-- Document section --
+===+
Use a solid fill instead. I actually do this occasionally (like on title blocks). Or make a lib object and stretch it.

Choosing the end treatment of lines has long been a feature of adobe illustrator and I miss it in AC now and then.
Nattering nabob of negativism
2023 MBP M2 Max 32GM. MaxOS-Current
Anonymous
Not applicable
I thought about the fills, but it takes twice as much to make a drawing...I wish there was a faster way to do this. Why are the tips rounded anyway??

Thanks Chazz
Chazz
Enthusiast
In plan windows you could use walls of zero height. This, like all workarounds will have it share of unwelcome side-effects.
LukasB wrote:
Why are the tips rounded anyway??
This is a question shrouded in unknowable hungarian mystery. However, as a default it is definitely the best choice because it cleans up intersections automatically.
Nattering nabob of negativism
2023 MBP M2 Max 32GM. MaxOS-Current
Petros Ioannou
Contributor
probably because drafting pens have round tips (at least after the mid 60's. Until then they used some type of ink pen -I have a set named Graphos- which could produce square corners)
Also by hand there was a workaround:
first use .6 to .8 and then refine the corners with .1...etc?
+===+
Stored items
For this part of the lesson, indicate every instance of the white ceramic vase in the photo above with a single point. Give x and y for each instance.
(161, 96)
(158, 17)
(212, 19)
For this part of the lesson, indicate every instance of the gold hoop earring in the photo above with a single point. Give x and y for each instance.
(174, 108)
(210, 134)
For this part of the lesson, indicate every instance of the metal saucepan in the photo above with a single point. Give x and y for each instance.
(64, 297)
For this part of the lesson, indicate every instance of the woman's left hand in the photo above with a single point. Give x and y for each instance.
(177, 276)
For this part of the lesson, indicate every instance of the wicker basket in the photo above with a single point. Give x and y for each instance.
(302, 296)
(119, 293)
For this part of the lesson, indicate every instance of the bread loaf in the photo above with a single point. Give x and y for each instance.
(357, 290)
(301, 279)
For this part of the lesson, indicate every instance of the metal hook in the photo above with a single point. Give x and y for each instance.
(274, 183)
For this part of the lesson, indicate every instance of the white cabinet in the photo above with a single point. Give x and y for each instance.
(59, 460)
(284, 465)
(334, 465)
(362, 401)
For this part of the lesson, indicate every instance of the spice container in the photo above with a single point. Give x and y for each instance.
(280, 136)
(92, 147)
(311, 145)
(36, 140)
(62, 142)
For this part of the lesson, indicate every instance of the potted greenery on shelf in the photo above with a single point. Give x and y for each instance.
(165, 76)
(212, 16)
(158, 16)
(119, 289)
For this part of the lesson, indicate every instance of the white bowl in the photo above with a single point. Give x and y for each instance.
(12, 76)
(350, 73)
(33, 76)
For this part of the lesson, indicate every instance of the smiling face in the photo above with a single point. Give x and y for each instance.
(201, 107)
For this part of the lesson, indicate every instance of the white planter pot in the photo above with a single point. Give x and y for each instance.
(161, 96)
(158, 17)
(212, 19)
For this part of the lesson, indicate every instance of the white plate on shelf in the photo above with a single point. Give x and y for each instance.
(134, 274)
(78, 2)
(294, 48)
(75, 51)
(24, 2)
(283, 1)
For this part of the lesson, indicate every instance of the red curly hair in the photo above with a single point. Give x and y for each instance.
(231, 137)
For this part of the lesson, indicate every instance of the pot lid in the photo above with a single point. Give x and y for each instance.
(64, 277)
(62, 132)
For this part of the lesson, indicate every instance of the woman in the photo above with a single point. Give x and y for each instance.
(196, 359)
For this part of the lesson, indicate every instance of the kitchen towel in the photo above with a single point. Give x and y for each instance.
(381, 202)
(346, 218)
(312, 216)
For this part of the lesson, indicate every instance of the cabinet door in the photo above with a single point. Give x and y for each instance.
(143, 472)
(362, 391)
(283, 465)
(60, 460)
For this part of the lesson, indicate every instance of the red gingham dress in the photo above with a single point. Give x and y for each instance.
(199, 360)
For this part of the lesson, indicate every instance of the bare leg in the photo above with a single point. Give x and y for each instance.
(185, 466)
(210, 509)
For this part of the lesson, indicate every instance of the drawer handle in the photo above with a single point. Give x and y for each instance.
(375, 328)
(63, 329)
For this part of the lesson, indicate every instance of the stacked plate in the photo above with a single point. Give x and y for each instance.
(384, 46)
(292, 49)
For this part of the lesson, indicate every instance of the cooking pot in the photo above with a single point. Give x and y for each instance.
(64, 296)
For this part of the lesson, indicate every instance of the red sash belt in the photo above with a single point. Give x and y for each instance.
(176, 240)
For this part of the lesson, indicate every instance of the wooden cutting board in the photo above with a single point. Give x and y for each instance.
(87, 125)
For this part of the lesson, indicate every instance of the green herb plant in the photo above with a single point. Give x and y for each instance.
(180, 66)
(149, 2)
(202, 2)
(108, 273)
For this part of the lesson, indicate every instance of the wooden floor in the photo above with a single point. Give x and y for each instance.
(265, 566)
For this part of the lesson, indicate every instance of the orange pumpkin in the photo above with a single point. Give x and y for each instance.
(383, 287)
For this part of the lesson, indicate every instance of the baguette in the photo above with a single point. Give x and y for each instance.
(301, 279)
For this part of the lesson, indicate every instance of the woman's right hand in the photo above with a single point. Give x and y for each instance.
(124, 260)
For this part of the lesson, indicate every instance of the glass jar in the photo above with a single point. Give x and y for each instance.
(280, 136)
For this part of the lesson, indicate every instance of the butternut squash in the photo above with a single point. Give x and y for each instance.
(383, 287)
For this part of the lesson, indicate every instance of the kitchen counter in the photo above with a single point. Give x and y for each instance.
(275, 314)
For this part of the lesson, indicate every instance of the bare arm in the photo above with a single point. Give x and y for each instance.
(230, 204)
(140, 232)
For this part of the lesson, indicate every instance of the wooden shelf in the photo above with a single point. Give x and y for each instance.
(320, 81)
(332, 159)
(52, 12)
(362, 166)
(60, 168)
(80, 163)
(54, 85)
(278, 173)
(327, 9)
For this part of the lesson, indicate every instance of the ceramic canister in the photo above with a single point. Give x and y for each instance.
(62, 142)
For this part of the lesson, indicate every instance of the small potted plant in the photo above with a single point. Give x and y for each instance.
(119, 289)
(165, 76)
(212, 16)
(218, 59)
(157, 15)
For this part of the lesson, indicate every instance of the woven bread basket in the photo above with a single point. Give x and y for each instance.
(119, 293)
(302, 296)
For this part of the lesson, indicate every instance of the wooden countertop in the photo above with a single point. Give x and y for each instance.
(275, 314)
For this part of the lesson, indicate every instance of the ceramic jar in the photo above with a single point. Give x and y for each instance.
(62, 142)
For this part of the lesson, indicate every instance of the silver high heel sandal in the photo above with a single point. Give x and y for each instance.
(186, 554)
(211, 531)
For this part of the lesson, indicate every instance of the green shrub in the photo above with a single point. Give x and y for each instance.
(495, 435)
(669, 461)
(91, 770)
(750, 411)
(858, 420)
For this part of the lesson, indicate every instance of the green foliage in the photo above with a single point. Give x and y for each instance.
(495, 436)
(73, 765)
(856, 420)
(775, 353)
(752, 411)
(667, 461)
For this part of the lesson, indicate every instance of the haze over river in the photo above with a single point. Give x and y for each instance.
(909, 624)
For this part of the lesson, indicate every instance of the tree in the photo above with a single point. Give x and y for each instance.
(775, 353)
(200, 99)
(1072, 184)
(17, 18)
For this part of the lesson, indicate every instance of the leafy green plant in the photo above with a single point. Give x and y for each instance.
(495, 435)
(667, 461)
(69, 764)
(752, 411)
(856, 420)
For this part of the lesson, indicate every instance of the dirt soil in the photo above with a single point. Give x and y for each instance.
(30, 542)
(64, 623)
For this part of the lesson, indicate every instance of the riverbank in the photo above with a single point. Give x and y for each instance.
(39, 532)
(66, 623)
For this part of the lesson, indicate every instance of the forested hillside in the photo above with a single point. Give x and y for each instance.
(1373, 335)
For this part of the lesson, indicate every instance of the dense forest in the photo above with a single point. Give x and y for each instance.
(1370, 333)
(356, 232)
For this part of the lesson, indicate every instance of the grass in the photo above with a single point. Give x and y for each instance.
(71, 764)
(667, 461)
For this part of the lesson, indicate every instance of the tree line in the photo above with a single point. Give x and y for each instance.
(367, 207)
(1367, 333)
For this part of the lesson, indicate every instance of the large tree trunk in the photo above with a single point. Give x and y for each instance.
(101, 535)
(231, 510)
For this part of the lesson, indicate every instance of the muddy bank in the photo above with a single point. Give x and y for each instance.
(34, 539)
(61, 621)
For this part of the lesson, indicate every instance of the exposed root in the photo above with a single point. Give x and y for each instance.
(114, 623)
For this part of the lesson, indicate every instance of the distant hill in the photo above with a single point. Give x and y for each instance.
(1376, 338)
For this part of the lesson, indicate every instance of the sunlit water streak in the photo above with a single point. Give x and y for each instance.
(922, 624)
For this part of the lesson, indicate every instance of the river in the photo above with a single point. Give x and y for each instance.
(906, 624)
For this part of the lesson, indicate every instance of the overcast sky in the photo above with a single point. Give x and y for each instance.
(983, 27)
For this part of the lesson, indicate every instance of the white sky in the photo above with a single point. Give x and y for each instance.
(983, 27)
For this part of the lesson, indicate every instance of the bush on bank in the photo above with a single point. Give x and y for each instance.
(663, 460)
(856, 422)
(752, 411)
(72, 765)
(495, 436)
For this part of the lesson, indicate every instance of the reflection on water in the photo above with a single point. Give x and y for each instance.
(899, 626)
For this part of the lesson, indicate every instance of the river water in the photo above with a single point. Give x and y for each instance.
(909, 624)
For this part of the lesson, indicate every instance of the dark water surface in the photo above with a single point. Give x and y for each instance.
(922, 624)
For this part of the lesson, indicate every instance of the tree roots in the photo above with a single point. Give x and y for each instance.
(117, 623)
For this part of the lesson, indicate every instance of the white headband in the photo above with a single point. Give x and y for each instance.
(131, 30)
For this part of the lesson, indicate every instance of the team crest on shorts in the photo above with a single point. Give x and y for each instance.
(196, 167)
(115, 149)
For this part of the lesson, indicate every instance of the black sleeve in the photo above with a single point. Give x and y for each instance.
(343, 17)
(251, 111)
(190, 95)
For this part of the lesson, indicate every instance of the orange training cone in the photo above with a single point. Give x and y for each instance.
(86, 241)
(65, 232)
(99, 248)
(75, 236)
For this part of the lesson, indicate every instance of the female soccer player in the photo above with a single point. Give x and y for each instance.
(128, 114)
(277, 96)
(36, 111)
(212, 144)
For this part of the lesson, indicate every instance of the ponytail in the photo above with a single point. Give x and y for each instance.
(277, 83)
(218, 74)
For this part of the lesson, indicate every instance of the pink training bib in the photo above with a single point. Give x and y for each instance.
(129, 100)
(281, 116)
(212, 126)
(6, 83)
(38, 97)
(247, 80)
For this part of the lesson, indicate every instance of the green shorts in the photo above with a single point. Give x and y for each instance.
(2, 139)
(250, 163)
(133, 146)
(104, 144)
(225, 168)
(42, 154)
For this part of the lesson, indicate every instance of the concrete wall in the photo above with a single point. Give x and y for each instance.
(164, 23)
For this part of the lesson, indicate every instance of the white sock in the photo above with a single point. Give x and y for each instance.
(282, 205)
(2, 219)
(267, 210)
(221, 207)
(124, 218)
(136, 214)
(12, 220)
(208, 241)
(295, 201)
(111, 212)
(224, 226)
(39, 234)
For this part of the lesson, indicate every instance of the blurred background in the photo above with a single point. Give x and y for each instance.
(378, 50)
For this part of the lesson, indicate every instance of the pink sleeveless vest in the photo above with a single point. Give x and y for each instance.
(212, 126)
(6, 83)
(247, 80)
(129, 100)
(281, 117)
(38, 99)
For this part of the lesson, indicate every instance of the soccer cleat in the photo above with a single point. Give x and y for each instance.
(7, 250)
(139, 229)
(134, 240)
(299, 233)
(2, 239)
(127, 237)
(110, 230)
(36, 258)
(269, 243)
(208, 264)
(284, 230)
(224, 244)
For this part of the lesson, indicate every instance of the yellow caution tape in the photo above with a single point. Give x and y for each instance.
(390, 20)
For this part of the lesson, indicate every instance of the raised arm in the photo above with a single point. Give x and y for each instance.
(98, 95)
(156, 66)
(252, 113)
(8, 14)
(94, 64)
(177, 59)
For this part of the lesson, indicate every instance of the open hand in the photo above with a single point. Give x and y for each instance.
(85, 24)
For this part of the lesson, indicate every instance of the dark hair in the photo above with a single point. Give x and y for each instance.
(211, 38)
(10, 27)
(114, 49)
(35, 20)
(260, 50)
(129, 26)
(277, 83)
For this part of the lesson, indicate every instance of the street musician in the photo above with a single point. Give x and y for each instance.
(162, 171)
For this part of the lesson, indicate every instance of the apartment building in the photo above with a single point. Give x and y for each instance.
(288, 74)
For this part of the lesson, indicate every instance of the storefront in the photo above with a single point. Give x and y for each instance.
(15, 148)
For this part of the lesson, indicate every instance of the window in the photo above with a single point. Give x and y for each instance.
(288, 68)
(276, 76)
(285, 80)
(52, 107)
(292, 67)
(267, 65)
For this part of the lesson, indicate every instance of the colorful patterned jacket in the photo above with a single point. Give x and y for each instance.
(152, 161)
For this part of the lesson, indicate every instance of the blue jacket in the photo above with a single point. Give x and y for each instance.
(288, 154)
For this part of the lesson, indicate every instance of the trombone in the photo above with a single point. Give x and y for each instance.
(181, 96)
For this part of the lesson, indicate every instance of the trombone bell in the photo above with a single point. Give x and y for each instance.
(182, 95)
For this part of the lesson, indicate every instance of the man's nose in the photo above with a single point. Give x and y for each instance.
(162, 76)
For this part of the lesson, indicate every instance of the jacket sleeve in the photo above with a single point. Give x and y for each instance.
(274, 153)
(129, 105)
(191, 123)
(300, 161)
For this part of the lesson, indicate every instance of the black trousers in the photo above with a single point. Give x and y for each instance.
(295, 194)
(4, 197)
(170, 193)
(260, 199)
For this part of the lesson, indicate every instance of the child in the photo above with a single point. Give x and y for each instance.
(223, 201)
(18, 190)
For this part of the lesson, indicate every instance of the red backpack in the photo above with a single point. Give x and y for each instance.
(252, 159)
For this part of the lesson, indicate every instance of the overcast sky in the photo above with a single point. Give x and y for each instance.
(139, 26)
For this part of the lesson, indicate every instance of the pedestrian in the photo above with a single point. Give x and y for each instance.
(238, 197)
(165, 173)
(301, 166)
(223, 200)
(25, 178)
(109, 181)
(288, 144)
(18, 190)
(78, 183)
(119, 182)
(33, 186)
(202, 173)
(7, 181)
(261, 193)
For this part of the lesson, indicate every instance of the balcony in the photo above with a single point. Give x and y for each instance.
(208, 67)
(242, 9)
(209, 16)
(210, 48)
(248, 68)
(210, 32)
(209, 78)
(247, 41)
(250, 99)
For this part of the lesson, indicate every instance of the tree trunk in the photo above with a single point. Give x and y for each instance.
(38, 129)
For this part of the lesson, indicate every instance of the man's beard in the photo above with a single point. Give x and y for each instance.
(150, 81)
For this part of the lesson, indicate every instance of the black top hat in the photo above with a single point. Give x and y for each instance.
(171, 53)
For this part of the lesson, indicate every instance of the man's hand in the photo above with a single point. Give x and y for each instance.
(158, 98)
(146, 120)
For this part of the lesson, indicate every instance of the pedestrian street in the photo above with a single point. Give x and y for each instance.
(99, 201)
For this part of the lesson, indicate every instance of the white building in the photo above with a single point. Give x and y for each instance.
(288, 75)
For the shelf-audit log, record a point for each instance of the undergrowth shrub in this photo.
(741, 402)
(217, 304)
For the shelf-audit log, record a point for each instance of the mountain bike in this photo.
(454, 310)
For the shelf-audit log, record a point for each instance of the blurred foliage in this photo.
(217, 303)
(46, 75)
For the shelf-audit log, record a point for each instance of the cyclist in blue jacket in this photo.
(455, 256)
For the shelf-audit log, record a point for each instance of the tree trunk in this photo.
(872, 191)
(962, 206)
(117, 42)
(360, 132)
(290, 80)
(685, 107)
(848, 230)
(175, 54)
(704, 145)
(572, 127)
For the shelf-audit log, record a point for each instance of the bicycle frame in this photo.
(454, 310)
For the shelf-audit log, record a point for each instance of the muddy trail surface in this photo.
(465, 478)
+===+
-- Problem to work on --
According to the forum thread above, what can be used in plan windows as a workaround?

-- Final answer --
Walls of zero height.